> **Work to complete**:
[A] Please decide whether each statement agrees with the text on Turkish trade unions below. Answer yes or no for each and quote the words from the text that settle it. (i) Twenty-two of the 31 KESK defendants had been held for nearly six months. (ii) The court ordered the detainees to stay in custody until March 2010. (iii) Limter-Is reported that 15 workers died while working on a Turkish shipyard.
[B] In the text on Turkish trade unions below, how far is the Tuzla shipyard from Istanbul?

> **Page text**:
______________________________

Public sector union KESK on trial: On 19-20 November, the trial against 31 leaders and members of KESK, the national public sector workers' union, was held with a delegation of representatives from international and European trade unions and Global Union Federations in attendance. Twenty-two of the 31 had been detained for nearly six months. Before the submission of the indictment, on 31 July, the defence lawyers had not had access to their files.
The KESK members were officially tried on the charge of having established a terrorist organisation, though it is clear that it was really owing to their union activities. The accusations were all written up after police had tapped the phones of 36 KESK members and leaders, who had been arrested on 28 May.
The only evidence against the KESK members stemmed from their recorded telephone conversations and their e-mail exchanges. During the trial itself, the rights of the defence were constantly violated, with the president of the court himself conducting the interrogations, the defence lawyers being prevented from speaking to the defendants, and only one female guard being present although ten women were standing trial.
The court ruled that all the detainees should be freed, but must reappear in court in March 2010.
No health and safety or social security for shipyard workers because of lack of government backing for trade union rights: 2009 was another disastrous year for Turkey's shipyard workers. The DISK-affiliated Harbour, Shipyard, Shipbuilding and Repair Workers' Union Limter-Is reported 15 workers died during their work on a Turkish shipyard, most of them at the notorious Tuzla shipyard, 50 km away from Istanbul. The Limter-Is chairman Cem Dinç blamed the powerlessness of the unions on the government's indifference.

______________________________

[Stored items from a collection]
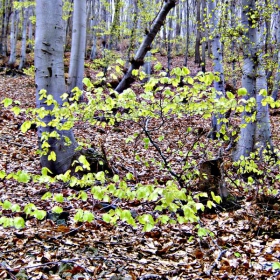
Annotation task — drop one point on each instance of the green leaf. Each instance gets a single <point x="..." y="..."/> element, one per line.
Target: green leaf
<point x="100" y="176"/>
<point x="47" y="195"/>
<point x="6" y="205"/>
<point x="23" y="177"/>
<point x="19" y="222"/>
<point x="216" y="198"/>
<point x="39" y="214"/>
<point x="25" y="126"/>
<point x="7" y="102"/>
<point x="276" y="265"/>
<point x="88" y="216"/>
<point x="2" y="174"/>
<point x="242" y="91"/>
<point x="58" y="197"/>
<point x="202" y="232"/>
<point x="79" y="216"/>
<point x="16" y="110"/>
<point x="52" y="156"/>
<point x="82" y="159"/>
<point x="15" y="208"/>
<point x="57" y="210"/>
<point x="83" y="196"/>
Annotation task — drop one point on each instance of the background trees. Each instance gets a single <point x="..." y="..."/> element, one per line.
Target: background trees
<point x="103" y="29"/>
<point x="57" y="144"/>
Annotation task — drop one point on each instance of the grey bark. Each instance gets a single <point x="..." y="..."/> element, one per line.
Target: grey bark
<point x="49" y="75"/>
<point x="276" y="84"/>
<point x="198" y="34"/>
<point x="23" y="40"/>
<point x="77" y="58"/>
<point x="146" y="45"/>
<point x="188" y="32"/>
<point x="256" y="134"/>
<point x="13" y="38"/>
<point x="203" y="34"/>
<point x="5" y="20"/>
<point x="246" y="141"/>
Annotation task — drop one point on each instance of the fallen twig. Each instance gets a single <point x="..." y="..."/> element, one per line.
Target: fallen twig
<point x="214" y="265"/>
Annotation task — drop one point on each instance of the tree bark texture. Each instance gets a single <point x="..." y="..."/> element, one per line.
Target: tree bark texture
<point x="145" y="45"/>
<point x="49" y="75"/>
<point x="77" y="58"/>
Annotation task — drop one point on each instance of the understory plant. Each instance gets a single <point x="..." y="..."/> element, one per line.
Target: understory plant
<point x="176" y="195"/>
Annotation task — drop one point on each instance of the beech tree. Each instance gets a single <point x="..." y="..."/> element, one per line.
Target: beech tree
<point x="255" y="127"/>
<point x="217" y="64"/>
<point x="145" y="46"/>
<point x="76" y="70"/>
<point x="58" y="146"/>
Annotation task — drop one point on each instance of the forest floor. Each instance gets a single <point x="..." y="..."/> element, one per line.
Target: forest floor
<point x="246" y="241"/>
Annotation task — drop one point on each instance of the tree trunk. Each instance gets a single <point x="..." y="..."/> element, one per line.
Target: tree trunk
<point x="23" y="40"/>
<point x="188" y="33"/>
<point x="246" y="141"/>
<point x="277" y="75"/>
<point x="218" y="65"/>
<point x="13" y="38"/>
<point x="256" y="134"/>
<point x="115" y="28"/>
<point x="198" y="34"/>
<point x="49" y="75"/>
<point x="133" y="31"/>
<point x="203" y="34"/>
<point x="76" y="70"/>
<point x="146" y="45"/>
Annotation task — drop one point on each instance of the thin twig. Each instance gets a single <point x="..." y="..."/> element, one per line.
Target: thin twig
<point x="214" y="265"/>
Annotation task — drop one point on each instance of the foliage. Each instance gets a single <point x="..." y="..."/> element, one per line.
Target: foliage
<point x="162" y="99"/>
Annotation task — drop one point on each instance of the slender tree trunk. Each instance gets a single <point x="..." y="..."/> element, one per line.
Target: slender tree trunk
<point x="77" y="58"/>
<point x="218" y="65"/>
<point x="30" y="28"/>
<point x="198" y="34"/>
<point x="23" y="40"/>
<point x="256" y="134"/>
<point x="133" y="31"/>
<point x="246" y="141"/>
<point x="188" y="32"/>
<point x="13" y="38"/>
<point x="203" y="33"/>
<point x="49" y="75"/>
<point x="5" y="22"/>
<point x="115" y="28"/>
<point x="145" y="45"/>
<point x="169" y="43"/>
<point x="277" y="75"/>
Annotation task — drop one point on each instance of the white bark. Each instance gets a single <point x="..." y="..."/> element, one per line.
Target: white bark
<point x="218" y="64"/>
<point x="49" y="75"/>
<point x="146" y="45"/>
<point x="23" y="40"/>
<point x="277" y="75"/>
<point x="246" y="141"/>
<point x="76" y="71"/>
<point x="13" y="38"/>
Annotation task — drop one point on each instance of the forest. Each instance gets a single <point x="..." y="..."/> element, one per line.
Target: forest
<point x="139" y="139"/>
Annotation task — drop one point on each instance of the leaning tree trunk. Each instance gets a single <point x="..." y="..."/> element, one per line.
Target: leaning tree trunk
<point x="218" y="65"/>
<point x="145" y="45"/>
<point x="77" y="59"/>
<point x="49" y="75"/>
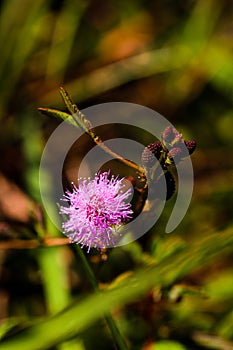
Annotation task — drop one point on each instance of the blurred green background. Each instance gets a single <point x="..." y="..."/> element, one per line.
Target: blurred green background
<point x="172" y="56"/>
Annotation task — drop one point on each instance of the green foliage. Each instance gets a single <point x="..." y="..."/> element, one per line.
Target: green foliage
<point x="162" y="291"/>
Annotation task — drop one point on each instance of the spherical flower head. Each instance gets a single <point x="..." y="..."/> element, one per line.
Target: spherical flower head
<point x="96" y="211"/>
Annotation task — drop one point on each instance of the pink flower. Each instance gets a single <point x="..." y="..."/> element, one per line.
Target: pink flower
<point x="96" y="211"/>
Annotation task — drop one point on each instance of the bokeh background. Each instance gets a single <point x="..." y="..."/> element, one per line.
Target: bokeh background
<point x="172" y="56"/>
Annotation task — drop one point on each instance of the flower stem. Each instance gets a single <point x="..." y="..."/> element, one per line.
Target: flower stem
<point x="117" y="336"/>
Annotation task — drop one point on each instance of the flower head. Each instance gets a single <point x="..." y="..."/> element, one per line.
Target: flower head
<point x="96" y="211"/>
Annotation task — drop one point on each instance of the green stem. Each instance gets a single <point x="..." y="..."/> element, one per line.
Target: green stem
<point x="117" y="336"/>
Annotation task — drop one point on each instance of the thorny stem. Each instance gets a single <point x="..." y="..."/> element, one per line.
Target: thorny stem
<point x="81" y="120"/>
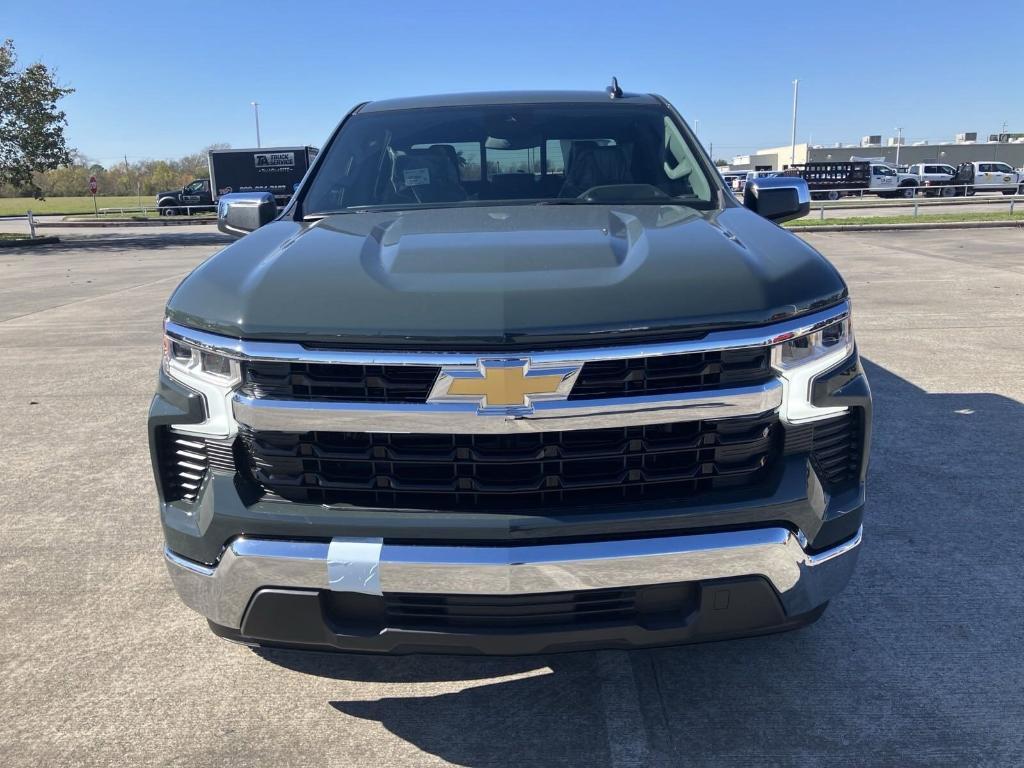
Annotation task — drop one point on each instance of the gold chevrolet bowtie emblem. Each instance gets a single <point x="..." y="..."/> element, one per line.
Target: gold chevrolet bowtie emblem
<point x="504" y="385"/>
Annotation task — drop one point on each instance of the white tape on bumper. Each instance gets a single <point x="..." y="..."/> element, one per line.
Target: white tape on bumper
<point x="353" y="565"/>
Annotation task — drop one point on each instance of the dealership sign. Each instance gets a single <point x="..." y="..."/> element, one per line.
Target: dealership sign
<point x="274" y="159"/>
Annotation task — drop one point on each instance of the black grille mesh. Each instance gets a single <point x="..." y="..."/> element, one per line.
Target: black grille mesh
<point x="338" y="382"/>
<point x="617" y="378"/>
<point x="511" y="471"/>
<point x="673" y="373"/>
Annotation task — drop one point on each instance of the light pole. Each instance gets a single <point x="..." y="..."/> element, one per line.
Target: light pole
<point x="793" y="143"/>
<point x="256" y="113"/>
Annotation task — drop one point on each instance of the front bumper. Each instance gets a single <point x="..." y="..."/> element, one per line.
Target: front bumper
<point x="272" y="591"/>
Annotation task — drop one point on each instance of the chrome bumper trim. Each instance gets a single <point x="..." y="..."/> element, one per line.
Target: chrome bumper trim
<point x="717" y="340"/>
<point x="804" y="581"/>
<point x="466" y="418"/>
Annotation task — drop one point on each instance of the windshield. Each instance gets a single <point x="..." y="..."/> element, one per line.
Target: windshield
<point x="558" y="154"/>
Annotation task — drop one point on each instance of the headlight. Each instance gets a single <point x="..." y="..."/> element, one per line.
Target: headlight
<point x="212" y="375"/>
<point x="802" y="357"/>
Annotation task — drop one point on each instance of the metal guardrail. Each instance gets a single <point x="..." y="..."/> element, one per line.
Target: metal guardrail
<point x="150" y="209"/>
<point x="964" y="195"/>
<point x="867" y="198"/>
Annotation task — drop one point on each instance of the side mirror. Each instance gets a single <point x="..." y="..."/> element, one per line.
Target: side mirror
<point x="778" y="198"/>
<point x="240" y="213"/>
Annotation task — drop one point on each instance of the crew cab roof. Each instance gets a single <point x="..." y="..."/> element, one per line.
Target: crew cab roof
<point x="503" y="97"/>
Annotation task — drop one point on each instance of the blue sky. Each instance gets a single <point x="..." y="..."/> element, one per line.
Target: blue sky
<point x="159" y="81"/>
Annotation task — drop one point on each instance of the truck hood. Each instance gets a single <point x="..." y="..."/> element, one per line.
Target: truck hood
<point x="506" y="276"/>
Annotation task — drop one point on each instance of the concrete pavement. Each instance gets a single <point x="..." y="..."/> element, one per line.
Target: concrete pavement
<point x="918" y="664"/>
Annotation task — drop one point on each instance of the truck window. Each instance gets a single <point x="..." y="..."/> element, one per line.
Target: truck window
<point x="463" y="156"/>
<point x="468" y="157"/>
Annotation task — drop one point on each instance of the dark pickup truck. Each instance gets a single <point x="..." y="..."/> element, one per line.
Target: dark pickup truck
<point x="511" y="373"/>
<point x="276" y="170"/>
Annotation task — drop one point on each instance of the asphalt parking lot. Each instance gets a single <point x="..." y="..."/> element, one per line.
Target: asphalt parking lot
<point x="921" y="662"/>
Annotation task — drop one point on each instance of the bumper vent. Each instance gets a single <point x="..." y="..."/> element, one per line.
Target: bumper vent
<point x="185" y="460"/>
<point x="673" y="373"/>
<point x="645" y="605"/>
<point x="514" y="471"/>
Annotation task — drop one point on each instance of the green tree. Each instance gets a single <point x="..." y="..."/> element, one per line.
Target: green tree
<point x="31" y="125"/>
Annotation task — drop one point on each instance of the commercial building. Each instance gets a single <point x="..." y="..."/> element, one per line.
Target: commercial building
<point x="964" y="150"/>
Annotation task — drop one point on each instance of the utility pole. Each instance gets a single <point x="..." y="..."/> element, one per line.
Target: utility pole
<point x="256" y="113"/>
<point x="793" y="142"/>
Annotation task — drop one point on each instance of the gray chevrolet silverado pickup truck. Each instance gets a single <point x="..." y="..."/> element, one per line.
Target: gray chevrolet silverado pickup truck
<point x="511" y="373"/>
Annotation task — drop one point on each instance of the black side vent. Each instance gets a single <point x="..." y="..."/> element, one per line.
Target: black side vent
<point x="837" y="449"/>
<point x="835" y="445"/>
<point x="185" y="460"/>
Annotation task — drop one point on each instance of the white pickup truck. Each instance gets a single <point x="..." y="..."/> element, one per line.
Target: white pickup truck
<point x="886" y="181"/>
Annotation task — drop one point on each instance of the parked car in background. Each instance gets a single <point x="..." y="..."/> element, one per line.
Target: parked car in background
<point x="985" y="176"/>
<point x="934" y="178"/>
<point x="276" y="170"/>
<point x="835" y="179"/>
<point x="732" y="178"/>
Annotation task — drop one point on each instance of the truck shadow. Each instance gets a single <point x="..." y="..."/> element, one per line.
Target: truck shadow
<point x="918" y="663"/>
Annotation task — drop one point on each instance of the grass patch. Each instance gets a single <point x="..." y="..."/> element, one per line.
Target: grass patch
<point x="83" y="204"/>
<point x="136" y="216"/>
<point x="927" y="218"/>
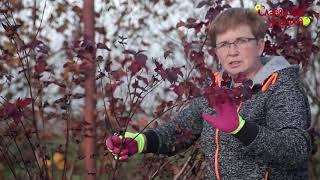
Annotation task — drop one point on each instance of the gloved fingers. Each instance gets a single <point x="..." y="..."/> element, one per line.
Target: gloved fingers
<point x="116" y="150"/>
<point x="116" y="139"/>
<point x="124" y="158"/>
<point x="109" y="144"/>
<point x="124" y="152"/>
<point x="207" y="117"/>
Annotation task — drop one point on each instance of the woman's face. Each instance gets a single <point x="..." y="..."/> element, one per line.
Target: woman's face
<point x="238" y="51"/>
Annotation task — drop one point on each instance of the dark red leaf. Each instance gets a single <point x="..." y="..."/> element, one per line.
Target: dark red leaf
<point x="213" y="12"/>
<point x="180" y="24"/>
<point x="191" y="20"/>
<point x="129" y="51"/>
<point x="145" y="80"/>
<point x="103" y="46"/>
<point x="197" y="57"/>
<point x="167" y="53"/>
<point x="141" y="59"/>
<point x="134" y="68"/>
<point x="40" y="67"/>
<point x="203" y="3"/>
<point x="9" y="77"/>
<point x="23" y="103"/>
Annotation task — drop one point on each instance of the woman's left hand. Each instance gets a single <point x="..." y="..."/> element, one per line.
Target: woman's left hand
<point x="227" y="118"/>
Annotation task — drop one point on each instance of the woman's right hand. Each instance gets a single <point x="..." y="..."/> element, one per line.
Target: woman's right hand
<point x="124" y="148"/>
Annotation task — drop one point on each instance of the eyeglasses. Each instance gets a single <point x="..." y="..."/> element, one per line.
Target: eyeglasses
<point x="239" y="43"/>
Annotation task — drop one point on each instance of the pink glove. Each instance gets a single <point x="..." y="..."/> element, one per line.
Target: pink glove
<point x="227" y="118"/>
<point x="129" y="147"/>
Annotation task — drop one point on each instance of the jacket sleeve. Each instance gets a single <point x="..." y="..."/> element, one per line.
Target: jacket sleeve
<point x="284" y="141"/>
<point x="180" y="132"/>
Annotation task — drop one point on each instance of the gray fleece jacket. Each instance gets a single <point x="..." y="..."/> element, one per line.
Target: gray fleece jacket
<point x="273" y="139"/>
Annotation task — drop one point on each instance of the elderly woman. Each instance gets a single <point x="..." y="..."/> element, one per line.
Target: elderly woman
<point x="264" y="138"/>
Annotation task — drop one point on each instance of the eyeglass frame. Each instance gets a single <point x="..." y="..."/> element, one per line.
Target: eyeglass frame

______________________________

> **Solved tasks**:
[A]
(i) Yes: "Twenty-two of the 31 had been detained for nearly six months."
(ii) No: "The court ruled that all the detainees should be freed, but must reappear in court in March 2010."
(iii) Yes: "reported 15 workers died during their work on a Turkish shipyard"

[B] 50 km.